> [Exercise requirements]
Arrange the lines below, from the start through the line that contains "x=297 y=187", as a Markdown table with the columns Row and Line text, skipping blank lines and leaving out the pictures.

(Part of a data file)

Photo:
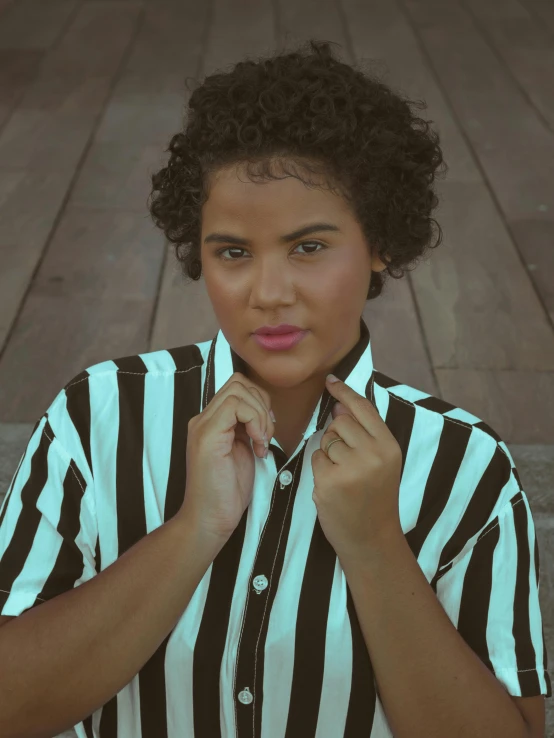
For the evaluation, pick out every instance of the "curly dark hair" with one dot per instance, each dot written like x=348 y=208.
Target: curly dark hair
x=328 y=117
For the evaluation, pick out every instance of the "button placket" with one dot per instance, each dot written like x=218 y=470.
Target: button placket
x=285 y=478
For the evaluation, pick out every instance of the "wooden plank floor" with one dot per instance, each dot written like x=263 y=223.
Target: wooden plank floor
x=92 y=90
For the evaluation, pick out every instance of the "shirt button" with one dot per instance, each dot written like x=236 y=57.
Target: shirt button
x=285 y=478
x=245 y=696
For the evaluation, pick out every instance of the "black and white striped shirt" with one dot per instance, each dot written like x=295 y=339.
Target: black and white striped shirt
x=269 y=644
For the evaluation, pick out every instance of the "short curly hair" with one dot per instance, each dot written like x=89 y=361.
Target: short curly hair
x=330 y=118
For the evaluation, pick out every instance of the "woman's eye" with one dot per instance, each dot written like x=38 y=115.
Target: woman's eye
x=234 y=248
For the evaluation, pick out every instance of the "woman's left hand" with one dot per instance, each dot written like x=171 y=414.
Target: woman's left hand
x=356 y=487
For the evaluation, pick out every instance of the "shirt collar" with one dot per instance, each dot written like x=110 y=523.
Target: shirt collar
x=355 y=369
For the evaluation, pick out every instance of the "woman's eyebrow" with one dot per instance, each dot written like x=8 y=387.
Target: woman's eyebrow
x=304 y=231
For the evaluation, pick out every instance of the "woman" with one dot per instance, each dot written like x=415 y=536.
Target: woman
x=297 y=187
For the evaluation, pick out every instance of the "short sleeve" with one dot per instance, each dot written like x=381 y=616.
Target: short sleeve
x=48 y=528
x=491 y=594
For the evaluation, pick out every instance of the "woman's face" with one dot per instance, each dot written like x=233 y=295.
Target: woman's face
x=318 y=282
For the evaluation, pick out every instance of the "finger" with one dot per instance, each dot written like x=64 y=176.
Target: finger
x=257 y=422
x=261 y=395
x=237 y=409
x=270 y=426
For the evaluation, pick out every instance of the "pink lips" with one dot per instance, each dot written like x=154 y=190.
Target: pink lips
x=279 y=342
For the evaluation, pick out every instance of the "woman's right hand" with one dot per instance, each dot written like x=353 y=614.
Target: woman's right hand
x=220 y=460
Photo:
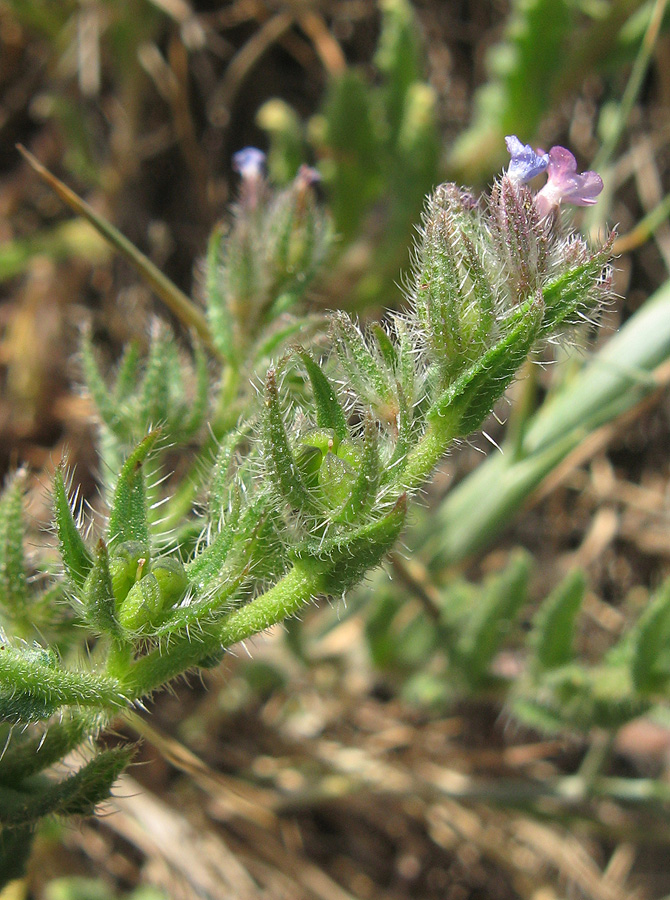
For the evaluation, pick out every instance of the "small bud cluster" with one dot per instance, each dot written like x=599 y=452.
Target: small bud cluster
x=263 y=264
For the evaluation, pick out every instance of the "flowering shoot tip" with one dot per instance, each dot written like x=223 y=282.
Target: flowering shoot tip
x=565 y=184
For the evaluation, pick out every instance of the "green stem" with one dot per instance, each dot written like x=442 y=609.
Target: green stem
x=428 y=452
x=185 y=651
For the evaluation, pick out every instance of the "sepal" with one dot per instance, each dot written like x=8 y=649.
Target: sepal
x=74 y=553
x=343 y=561
x=128 y=518
x=98 y=594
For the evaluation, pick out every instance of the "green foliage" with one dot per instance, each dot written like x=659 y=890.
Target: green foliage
x=377 y=148
x=13 y=583
x=548 y=48
x=305 y=486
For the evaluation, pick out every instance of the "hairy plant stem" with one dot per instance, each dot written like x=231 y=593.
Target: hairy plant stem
x=297 y=587
x=428 y=452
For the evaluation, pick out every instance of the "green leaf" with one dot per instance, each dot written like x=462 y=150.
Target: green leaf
x=128 y=518
x=364 y=490
x=15 y=847
x=200 y=401
x=464 y=405
x=398 y=59
x=491 y=619
x=154 y=398
x=278 y=453
x=369 y=378
x=554 y=622
x=26 y=756
x=220 y=489
x=343 y=561
x=13 y=582
x=107 y=405
x=329 y=412
x=98 y=594
x=221 y=322
x=33 y=685
x=73 y=551
x=77 y=795
x=650 y=640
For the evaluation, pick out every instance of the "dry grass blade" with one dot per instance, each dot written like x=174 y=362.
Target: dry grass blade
x=175 y=299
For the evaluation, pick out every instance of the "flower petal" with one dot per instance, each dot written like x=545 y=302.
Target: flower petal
x=525 y=163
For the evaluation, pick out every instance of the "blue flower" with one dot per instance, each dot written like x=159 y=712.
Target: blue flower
x=565 y=184
x=525 y=162
x=249 y=162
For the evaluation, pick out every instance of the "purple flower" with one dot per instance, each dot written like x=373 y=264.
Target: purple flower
x=249 y=162
x=565 y=184
x=525 y=163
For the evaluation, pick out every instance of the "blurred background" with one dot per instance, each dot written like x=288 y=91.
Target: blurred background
x=346 y=758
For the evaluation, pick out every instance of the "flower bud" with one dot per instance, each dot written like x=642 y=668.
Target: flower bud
x=150 y=599
x=126 y=566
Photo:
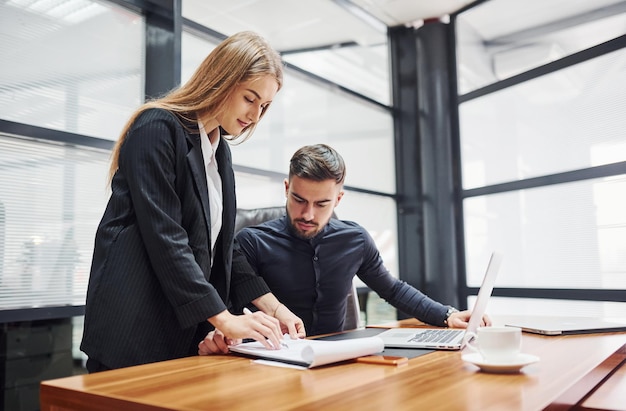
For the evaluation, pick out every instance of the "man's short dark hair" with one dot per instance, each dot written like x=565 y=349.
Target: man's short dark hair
x=317 y=162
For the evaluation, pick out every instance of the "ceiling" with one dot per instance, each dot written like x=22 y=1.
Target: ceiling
x=295 y=25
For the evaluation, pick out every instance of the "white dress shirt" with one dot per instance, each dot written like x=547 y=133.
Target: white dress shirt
x=214 y=182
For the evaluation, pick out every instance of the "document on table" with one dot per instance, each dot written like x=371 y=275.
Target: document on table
x=312 y=353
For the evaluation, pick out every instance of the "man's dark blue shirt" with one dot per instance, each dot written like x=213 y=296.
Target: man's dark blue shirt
x=313 y=277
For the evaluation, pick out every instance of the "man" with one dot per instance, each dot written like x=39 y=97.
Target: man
x=309 y=260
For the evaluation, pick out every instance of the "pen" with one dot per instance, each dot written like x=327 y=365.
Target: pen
x=247 y=311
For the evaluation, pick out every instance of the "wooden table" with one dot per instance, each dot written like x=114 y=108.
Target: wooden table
x=571 y=367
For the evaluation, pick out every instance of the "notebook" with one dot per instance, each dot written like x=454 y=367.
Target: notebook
x=446 y=338
x=556 y=325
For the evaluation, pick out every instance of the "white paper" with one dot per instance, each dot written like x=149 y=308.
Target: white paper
x=313 y=353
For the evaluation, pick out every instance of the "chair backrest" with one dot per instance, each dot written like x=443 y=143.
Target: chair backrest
x=255 y=216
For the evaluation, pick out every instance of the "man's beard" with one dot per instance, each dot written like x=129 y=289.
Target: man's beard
x=298 y=232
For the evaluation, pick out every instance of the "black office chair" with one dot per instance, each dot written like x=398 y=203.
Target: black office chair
x=255 y=216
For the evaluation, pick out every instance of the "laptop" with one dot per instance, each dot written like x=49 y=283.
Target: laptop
x=446 y=338
x=561 y=325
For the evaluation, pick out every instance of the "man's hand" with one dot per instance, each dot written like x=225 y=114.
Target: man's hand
x=461 y=320
x=258 y=326
x=289 y=322
x=216 y=343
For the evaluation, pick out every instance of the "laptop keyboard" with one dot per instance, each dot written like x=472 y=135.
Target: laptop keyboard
x=436 y=335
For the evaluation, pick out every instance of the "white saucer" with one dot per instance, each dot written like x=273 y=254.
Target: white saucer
x=512 y=367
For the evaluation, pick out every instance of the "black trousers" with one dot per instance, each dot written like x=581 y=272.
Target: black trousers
x=95 y=366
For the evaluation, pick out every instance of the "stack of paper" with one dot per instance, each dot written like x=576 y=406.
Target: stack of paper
x=312 y=353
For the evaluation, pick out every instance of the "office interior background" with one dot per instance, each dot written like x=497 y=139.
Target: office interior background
x=466 y=127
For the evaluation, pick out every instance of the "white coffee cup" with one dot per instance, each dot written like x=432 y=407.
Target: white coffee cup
x=497 y=344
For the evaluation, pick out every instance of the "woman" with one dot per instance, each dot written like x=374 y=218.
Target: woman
x=165 y=265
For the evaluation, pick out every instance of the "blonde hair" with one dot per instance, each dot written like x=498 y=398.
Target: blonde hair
x=241 y=57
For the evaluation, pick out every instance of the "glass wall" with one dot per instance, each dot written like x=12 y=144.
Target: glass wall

> [Exercise output]
| Row | Line text |
|---|---|
| 1 | Photo: |
| 2 | For the evaluation, pick out every instance of the "curly dark hair" with one dot per instance, each dot written like x=348 y=208. |
| 3 | Target: curly dark hair |
| 4 | x=328 y=117 |
| 5 | For the evaluation, pick out every instance of the "button placket" with one dot per instance, each dot written like x=218 y=470. |
| 6 | Target: button placket |
| 7 | x=285 y=478 |
| 8 | For the evaluation, pick out every instance of the "wooden plank floor" with one dot per instance, each dot written like x=263 y=223. |
| 9 | Target: wooden plank floor |
| 10 | x=92 y=90 |
| 11 | For the evaluation, pick out every instance of the "shirt button" with one dot per instance, each dot written like x=236 y=57. |
| 12 | Target: shirt button |
| 13 | x=285 y=478 |
| 14 | x=245 y=696 |
| 15 | For the evaluation, pick out every instance of the "black and white striped shirt" with one dot per instance, each dot written like x=295 y=339. |
| 16 | Target: black and white striped shirt |
| 17 | x=269 y=644 |
| 18 | For the evaluation, pick out every instance of the "short curly hair" with one dot per instance, each dot written like x=89 y=361. |
| 19 | Target: short curly hair |
| 20 | x=330 y=118 |
| 21 | For the evaluation, pick out every instance of the "woman's eye" with one dot per instance, each dot written like x=38 y=115. |
| 22 | Target: woman's eye |
| 23 | x=234 y=248 |
| 24 | For the evaluation, pick out every instance of the "woman's left hand" with one dot per instance, each dot written like x=171 y=414. |
| 25 | Target: woman's left hand |
| 26 | x=356 y=487 |
| 27 | For the evaluation, pick out every instance of the "shirt collar" with one dot per instance, each dot written like x=110 y=523. |
| 28 | Target: shirt collar |
| 29 | x=355 y=369 |
| 30 | For the evaluation, pick out every instance of the "woman's eyebrow" with one dot per instance, each dot written like x=8 y=387. |
| 31 | Target: woman's eyebrow |
| 32 | x=304 y=231 |
| 33 | For the evaluation, pick out every instance of the "woman" with one dot per instance, each dot written like x=415 y=536. |
| 34 | Target: woman |
| 35 | x=297 y=187 |